╭──
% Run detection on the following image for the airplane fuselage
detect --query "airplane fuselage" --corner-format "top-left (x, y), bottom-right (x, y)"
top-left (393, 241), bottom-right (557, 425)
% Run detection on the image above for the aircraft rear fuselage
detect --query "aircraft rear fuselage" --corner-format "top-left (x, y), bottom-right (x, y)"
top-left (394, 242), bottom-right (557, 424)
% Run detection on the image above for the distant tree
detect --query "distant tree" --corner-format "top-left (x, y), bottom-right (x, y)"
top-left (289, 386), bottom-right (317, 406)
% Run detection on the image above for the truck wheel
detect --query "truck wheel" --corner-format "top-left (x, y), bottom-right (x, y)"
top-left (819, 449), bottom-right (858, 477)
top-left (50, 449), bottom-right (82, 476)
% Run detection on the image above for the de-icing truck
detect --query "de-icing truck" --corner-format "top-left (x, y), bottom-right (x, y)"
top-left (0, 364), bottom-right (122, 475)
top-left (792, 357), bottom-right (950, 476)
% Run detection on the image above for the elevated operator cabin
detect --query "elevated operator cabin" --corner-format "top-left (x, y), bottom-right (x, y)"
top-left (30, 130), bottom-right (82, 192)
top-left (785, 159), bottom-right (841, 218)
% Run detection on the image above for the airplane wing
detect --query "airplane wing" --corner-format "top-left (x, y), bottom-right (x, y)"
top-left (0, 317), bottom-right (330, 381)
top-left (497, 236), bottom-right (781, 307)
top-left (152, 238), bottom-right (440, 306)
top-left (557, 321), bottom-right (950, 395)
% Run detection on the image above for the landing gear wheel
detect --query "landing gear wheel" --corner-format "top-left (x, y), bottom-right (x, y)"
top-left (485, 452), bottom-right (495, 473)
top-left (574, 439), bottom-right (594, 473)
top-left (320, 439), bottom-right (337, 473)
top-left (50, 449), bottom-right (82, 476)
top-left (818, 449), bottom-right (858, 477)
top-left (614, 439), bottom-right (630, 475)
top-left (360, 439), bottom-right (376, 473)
╰──
╭──
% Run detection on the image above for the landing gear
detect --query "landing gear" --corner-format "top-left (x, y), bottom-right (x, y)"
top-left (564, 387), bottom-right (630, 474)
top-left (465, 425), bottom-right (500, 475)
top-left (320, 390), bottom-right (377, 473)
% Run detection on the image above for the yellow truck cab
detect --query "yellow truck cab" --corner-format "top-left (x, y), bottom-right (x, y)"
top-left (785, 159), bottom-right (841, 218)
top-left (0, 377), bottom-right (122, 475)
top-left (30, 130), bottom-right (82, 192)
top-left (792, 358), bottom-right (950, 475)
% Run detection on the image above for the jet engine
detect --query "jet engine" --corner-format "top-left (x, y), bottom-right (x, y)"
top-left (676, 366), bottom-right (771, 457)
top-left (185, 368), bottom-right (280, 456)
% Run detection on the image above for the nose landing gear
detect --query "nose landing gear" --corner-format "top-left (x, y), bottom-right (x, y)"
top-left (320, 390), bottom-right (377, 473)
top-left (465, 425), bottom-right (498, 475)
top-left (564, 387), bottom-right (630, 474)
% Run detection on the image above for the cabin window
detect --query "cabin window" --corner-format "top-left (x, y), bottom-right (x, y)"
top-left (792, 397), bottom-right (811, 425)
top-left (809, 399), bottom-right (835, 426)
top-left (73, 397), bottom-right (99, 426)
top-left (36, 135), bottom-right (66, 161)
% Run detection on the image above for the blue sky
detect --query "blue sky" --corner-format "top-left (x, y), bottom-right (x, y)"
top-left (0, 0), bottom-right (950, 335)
╰──
╭──
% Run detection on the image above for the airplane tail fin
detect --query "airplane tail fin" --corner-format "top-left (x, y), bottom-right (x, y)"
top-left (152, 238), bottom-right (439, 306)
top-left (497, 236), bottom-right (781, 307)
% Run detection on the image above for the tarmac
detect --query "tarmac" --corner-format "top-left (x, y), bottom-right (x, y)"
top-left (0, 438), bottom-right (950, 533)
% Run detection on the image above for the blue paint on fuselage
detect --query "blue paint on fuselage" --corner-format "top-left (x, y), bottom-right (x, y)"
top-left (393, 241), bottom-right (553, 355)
╰──
- **Task goal**: Gather every line of the rows above that holds the word "gear" and list them.

- **The result**:
% Run detection on the image above for the landing gear wheel
detect --query "landing gear wheel" --corner-format "top-left (x, y), bottom-right (x, y)"
% Run detection on the image above for the landing gear
detect --query "landing gear" --corner-format "top-left (x, y), bottom-right (x, y)"
% Run detection on the image above for the nose landing gear
detect --query "nose landing gear" --corner-format "top-left (x, y), bottom-right (x, y)"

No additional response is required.